> _ЗАДАНИЯ_:
[1] Перечислите всех людей, которые названы по имени и фамилии в тексте о Витольде Пилецком.
[2] Перепишите дословно из текста о Витольде Пилецком отрывок начиная со слов «В 1979 году» и до слов «гордостью за земляка.» включительно.

> _ФРАГМЕНТ СТРАНИЦЫ_:
☆ ☆ ☆ ☆ ☆

В 1940 году он добровольно попал в концлагерь Аушвиц, чтобы увидеть, что там происходит, и рассказать об этом миру. Организовал лагерное подполье, затем бежал, участвовал в сопротивлении. После войны был арестован властями ПНР по обвинению в шпионаже и расстрелян. Рассказываем историю Витольда Пилецкого.
В 1979 году вышла книга известного британского историка Майкла Фута «Шесть лиц Отваги» (Six Faces of Courage) — шесть очерков о людях, которые, по мнению автора, стали наиболее яркими символами героизма европейского подполья времен Второй мировой войны. Одним из этих шести был Витольд Пилецкий — человек, который добровольно пошел в Аушвиц, чтобы организовать там сопротивление и рассказать миру о преступлениях нацистов. Через пару недель, 14 июля того же года, в ежедневной газете Kurier Polski появилась рецензия Рафала Бжеского на эту книгу, написанная с нескрываемой гордостью за земляка.

☆ ☆ ☆ ☆ ☆

> _ЗАПИСИ ДАННЫХ_:
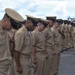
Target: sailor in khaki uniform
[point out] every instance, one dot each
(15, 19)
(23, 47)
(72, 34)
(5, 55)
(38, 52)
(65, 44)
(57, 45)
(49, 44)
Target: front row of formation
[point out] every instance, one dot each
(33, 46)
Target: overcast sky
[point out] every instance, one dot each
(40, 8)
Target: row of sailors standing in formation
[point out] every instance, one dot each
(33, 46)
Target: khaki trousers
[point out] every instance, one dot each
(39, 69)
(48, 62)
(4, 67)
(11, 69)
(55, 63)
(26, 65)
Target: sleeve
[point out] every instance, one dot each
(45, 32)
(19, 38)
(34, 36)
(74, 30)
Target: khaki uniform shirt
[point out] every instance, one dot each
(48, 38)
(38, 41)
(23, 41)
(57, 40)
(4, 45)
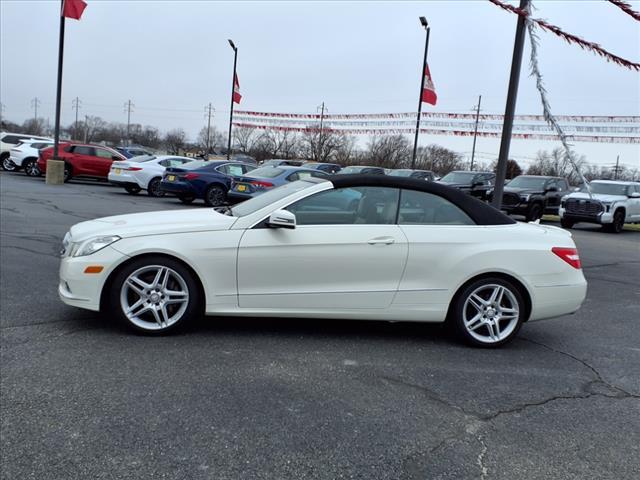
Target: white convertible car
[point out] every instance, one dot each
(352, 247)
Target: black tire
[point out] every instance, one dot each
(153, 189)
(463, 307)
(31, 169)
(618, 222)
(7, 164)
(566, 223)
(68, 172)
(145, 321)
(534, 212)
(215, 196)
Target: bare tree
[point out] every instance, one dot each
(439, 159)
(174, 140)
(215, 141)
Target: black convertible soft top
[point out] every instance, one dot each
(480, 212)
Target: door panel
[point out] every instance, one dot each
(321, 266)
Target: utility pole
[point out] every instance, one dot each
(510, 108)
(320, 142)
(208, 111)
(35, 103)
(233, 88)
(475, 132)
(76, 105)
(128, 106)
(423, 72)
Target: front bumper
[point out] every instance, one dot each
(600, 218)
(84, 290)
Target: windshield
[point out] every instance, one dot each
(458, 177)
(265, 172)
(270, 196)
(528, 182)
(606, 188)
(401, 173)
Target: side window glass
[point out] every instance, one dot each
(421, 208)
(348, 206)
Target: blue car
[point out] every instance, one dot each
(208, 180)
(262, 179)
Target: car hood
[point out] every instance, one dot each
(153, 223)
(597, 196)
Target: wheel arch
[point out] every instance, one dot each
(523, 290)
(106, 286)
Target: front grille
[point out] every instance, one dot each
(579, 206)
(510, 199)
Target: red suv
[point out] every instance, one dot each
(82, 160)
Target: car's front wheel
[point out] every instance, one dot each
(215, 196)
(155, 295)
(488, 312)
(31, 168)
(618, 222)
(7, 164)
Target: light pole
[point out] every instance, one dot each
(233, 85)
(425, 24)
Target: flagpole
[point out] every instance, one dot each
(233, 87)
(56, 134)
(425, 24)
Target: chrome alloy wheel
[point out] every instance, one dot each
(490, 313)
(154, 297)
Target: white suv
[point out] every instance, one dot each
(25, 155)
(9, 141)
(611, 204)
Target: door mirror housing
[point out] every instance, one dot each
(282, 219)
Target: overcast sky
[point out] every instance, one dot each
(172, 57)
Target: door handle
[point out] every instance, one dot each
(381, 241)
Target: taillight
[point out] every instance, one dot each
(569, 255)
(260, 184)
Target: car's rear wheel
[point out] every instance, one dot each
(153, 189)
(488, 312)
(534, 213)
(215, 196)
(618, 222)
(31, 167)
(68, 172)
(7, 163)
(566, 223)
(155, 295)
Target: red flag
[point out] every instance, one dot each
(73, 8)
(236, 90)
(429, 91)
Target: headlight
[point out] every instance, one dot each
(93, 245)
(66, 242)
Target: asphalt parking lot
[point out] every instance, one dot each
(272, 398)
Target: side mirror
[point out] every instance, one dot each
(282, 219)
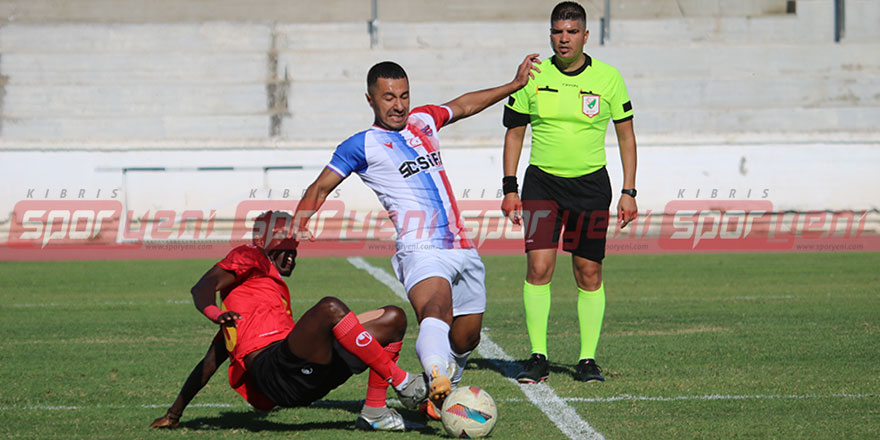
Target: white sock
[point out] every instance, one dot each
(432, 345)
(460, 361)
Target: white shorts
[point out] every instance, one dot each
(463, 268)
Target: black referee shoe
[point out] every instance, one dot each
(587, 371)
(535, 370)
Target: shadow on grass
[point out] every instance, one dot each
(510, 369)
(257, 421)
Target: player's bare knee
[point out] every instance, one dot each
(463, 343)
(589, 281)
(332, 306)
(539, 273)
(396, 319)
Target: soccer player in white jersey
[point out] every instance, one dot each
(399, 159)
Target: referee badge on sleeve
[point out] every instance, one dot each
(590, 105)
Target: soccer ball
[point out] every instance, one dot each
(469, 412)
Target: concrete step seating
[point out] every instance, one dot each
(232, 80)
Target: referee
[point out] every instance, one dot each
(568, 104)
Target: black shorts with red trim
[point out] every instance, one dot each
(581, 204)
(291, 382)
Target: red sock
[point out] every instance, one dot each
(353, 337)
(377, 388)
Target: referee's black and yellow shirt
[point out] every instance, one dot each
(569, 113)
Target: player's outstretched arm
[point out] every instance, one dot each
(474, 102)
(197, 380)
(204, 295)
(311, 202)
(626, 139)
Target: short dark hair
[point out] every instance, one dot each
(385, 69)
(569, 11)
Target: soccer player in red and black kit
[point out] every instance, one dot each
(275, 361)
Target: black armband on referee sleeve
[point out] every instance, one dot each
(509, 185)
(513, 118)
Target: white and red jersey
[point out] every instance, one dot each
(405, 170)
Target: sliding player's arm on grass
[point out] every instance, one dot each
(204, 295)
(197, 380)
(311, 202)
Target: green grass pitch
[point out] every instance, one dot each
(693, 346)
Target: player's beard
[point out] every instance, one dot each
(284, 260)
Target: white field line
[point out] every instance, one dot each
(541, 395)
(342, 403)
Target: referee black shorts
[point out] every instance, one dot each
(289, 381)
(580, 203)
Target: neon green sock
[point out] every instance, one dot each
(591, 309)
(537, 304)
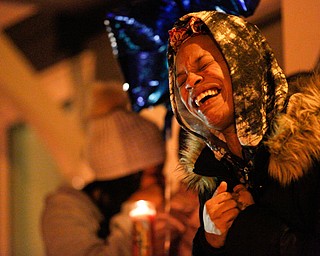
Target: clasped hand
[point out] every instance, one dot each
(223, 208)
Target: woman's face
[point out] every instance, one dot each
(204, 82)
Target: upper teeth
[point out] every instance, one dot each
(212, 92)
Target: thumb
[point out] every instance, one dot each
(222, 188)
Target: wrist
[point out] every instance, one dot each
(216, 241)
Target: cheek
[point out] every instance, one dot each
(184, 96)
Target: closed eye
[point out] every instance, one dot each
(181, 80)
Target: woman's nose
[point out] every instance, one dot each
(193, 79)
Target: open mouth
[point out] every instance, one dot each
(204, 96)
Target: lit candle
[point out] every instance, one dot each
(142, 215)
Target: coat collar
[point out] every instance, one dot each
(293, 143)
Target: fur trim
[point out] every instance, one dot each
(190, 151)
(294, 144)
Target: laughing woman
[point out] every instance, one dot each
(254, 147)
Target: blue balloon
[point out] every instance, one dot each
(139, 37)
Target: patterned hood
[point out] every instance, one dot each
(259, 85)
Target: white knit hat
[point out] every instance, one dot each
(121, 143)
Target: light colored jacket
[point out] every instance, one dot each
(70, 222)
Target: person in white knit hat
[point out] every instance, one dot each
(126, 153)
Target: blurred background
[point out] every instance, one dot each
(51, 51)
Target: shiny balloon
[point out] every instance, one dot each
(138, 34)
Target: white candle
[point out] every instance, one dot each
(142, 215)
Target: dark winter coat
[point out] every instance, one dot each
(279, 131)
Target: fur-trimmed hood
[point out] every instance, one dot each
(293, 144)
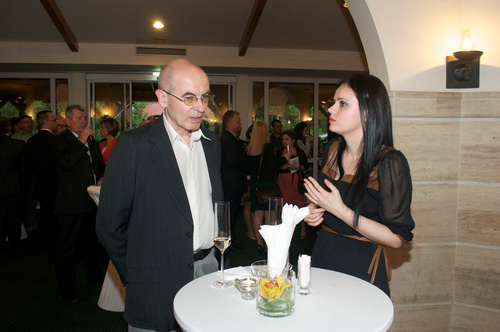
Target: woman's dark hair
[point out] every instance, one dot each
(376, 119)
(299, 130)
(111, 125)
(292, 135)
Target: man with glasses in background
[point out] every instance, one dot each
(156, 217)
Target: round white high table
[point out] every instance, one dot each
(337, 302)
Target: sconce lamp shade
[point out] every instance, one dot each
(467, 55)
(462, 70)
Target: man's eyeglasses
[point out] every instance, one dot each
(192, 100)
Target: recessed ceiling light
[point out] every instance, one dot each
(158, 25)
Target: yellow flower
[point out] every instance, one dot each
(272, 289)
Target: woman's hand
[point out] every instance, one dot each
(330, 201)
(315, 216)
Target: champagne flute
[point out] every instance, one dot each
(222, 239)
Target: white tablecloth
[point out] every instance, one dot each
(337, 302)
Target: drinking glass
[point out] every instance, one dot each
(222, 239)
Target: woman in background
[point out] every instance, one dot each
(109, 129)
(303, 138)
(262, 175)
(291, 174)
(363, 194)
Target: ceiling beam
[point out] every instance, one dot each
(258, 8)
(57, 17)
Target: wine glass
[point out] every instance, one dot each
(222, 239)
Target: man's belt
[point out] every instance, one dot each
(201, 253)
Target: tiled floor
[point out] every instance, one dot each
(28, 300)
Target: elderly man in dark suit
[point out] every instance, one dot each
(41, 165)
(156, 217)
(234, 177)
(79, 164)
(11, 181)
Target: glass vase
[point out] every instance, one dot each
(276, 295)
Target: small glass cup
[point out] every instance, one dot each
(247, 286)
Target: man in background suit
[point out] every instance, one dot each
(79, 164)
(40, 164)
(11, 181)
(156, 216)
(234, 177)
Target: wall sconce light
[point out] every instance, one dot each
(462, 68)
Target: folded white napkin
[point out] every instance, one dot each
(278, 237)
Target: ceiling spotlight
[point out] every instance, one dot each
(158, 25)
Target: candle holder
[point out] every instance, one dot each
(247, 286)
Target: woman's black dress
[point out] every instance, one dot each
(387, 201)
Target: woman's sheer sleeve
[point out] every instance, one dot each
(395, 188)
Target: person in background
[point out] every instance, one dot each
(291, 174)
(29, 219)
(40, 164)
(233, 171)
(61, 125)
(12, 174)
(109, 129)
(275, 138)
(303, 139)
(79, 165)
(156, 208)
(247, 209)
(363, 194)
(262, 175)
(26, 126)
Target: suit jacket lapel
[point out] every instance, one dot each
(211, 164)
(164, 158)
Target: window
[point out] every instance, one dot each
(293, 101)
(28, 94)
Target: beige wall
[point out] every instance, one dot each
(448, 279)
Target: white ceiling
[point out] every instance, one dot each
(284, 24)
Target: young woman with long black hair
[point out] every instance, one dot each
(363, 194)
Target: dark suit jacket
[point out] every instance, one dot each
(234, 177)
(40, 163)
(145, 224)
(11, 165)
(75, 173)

☆ ☆ ☆ ☆ ☆

> _ОТВЕТЫ_:
[1] Витольд Пилецкий, Майкл Фут, Рафал Бжеский

[2]
В 1979 году вышла книга известного британского историка Майкла Фута «Шесть лиц Отваги» (Six Faces of Courage) — шесть очерков о людях, которые, по мнению автора, стали наиболее яркими символами героизма европейского подполья времен Второй мировой войны. Одним из этих шести был Витольд Пилецкий — человек, который добровольно пошел в Аушвиц, чтобы организовать там сопротивление и рассказать миру о преступлениях нацистов. Через пару недель, 14 июля того же года, в ежедневной газете Kurier Polski появилась рецензия Рафала Бжеского на эту книгу, написанная с нескрываемой гордостью за земляка.